## Begin

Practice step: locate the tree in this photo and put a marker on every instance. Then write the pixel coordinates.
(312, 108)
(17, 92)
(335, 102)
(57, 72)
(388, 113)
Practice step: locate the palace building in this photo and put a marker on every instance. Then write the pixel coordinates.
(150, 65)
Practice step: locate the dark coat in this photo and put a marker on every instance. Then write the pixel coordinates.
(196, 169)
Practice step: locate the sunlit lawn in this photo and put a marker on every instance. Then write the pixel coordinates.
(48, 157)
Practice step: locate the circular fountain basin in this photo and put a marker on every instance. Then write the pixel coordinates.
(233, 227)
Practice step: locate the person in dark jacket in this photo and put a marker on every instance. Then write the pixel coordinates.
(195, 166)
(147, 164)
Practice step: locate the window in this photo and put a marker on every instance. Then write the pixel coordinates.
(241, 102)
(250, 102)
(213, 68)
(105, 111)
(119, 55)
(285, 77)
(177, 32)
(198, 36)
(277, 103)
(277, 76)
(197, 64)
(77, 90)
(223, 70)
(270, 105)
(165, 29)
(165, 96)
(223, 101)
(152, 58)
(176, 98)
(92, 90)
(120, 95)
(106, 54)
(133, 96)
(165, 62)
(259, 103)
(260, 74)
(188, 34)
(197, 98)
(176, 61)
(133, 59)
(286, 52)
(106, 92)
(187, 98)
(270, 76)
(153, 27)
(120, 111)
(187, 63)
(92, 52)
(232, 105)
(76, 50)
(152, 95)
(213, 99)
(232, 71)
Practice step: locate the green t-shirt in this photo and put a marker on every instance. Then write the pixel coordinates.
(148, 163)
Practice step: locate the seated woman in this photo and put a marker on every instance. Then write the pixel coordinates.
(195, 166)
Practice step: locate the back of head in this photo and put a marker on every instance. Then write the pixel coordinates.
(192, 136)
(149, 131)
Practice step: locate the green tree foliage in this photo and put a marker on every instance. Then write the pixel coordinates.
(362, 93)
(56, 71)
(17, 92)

## End

[WHAT YOU ARE ASKED TO DO] Return only the lines running from the line with "Practice step: locate the green t-shirt" to the last line of the records, both included, exactly as written.

[OUTPUT FOR THIS TASK]
Practice step: locate the green t-shirt in this photo and put a marker on every instance. Then write the pixel coordinates.
(148, 163)
Practice step: locate the seated woman in this photo and put a marker on every instance. Then write the pixel coordinates.
(195, 166)
Practice step: locate the back of head in this photo and put a marker on every instance. Then write the pixel coordinates.
(192, 136)
(149, 131)
Practice step: locate the green tree foliage in this photo and put a marker on every instance. Then write the pixel coordinates.
(362, 93)
(56, 71)
(17, 92)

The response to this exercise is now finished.